Text provided below:

Author: Lori Lacefield
What do you do when you are nominated to a very prestigious charitable foundation and you soon discover that the directors are quite creative and innovative when raising funds, although their methods are not exactly within the boundaries of the law and nothing is quite what it seems?
In The Seventh Survivor, Lori Lacefield constructs a kind of socially oriented crime mystery. The Diamond Foundation comprises ten women directors who were chosen to become part of the group as a result of their being a victims of a vicious crime at sometime in their life. Among the group are those who are survivors of rape, abuse, assault, kidnapping, and attempted murder. Moreover, the link that ties them together is that their perpetrators for the most part have escaped punishment due to the injustices or inefficiencies of the legal system. The modus operandi of The Diamond Foundation is, as pointed out by the chairman of the foundation, Marjoram Swail, “to set the record straight.”
The directors seek out individuals who have cheated, lied, and stolen from innocent people, and due to the shortcomings of the legal system are not prosecuted. The foundation’s solution is to identify and investigate these individuals, who the directors decide by a vote of two-thirds, have either violated the law or have committed some kind of immoral behavior, such as a religious minister committing adultery with a prostitute. If they gather sufficient evidence to prove the illegal or hypocritical actions of these individuals, they anonymously send him or her a note outlining the evidence that they have in their possession. The kicker of all of this is that they blackmail the perpetrator and request a sum of money to be donated to the foundation in order to keep the information from becoming public or falling into the wrong hands.

End of Text provided.
Provided information below:

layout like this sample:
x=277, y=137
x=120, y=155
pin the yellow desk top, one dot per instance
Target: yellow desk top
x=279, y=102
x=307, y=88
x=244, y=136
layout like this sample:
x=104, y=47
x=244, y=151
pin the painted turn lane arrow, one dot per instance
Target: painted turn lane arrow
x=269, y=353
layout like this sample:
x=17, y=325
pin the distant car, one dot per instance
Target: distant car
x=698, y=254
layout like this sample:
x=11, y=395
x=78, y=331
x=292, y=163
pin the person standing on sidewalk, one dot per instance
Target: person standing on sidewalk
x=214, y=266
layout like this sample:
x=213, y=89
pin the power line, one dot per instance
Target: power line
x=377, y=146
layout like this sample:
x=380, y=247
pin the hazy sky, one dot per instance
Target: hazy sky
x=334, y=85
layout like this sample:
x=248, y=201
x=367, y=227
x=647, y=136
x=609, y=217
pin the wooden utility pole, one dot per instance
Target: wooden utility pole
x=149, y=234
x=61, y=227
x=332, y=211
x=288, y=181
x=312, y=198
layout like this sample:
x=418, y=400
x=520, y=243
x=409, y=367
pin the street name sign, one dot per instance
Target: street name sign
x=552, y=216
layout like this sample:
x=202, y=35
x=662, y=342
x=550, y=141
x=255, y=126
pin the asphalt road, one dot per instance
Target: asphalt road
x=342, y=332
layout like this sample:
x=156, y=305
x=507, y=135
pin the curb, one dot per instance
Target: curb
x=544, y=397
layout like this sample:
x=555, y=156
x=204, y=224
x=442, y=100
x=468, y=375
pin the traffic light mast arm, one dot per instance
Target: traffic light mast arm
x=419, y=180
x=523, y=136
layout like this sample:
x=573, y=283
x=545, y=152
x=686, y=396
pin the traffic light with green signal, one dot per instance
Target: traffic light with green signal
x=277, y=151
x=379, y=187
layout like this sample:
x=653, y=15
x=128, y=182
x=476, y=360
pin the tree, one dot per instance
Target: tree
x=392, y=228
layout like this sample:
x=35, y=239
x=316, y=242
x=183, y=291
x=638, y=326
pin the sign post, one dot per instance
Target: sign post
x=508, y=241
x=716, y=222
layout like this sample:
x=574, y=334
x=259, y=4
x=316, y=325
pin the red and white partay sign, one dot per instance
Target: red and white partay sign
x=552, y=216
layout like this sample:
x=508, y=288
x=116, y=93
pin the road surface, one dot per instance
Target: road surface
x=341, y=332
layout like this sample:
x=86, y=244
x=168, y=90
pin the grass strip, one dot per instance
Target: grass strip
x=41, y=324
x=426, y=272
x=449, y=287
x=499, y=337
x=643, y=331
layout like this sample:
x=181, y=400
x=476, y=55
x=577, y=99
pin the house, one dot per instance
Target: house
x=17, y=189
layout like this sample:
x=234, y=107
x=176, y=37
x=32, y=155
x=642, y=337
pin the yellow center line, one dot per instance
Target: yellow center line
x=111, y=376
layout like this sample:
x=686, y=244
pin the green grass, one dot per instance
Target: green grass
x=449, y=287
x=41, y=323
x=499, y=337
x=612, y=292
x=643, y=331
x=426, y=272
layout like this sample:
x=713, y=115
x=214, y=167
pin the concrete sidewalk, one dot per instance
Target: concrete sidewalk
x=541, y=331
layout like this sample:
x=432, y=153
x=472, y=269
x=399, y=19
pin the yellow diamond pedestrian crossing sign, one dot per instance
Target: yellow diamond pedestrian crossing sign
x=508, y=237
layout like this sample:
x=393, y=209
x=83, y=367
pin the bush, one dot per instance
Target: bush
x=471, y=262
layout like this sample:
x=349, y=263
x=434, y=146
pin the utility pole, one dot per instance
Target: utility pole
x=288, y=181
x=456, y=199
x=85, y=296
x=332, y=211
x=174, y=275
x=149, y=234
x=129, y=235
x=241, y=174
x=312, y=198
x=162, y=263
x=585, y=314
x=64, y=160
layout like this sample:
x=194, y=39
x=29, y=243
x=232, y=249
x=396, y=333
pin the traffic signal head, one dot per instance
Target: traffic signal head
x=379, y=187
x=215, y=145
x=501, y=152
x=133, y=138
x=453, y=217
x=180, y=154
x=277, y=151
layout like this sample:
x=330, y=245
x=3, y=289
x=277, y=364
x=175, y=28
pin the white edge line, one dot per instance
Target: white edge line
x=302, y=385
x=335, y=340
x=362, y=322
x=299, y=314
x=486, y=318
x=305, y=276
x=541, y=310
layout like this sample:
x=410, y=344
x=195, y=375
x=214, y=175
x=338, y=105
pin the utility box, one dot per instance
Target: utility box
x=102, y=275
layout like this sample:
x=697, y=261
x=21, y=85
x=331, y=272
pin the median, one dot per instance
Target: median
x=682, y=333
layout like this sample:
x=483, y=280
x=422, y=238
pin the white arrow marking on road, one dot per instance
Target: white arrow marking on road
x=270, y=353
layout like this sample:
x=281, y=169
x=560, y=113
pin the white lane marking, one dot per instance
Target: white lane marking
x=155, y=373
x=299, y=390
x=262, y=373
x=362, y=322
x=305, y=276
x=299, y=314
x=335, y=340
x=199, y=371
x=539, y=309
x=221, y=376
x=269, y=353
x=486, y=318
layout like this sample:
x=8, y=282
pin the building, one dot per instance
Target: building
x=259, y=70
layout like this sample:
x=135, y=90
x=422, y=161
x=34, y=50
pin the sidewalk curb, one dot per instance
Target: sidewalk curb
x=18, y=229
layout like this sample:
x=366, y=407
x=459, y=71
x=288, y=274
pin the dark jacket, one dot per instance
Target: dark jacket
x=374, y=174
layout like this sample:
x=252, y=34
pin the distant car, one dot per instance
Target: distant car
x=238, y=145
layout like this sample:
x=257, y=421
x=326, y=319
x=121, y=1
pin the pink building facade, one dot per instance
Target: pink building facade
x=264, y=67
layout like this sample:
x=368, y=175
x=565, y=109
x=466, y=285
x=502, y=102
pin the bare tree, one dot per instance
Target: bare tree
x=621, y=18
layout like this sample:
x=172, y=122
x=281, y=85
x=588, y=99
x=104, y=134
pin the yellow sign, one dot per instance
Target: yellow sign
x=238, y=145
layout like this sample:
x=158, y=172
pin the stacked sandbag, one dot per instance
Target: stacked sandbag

End of Provided information.

**Prompt:** Pick up the review of The Seventh Survivor after its last sentence and carry it forward in the same manner.

**Response area:**
From these funds there is a distribution among designated agencies or crime victims after a ten percent fee is deducted and divided equally among the directors and a further ten percent fee deducted for administrative and investigative expenses. Unfortunately, sometimes the donors are reluctant to go along with the blackmail or perhaps don’t have the money to donate. What happens to these poor souls?
When Palmer Reed, our protagonist, is nominated to the board of directors of The Diamond Foundation, to say she was elated is an understatement. Reed was also thankful for having Marjoram Swail nominate her, as it was Swail who came to her rescue when she was the victim of a kidnapping during her childhood. The kidnapping had been tied into the activities of her father’s union activities with a company that was involved in the illegal disposal of toxic waste and the murder of some employees. All of which, as we will later discover, are cleverly interwoven into the blackmail activities of the foundation. However, when Reed discovers the true nature of the workings of the organization her elation turns to one of fright and dismay, for she is quite aware of the consequences. Moreover, when murder becomes part of the possible retributions meted out, she faces quite a dilemma.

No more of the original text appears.